Dataset records on object locations:

________________________________________

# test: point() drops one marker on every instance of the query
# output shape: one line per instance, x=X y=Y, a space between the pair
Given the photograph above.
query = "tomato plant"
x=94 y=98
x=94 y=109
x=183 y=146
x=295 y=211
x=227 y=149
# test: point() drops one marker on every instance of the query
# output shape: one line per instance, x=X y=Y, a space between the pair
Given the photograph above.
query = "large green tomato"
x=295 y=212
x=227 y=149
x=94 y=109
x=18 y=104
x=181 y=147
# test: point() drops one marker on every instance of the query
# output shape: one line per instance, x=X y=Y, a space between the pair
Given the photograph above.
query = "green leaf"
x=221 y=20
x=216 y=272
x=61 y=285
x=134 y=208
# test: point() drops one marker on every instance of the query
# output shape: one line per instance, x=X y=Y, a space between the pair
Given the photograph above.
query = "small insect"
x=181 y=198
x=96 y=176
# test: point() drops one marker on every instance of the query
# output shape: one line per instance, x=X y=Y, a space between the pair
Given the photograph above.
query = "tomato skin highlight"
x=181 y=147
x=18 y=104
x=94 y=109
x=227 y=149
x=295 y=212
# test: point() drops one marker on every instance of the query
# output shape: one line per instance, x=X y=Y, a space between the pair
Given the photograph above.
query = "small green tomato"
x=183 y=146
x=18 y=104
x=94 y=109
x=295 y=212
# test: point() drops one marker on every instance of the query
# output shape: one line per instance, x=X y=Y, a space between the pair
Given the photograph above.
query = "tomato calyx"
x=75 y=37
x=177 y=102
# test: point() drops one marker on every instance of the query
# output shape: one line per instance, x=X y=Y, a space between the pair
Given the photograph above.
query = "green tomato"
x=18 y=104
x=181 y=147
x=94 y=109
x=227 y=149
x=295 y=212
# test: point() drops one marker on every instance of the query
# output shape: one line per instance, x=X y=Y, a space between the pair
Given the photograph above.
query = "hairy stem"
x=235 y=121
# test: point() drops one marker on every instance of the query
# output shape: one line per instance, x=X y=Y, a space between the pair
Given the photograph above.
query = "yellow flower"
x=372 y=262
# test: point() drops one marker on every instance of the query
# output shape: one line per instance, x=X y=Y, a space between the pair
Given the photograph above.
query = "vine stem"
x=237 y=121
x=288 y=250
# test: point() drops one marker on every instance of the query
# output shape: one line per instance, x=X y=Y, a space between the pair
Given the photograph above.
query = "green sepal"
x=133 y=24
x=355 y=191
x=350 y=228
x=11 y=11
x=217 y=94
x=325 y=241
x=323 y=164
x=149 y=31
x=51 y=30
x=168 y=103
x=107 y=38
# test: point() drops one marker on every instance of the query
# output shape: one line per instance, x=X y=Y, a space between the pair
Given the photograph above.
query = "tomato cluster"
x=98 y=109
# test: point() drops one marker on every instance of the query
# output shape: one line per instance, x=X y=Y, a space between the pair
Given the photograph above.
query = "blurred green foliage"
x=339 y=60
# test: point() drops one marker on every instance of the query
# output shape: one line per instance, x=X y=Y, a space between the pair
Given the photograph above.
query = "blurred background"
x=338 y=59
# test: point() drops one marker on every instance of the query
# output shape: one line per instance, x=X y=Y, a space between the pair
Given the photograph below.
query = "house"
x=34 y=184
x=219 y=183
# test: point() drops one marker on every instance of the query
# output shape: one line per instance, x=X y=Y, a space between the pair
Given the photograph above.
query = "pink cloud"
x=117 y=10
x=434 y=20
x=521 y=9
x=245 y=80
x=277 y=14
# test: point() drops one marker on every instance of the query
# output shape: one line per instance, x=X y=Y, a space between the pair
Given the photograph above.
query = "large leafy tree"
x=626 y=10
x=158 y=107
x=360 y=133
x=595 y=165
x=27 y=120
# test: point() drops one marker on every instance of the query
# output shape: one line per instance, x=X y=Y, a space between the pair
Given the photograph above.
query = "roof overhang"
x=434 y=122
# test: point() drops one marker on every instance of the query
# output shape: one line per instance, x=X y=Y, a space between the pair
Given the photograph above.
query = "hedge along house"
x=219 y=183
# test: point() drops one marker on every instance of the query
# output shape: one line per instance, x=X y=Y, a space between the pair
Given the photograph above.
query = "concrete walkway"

________________________________________

WORK TO COMPLETE: Show each line of the material above that contains the word "blurred", treating uppercase and lowercase letters as different.

FINISHED EXERCISE:
query = "blurred green foliage"
query = "blurred background"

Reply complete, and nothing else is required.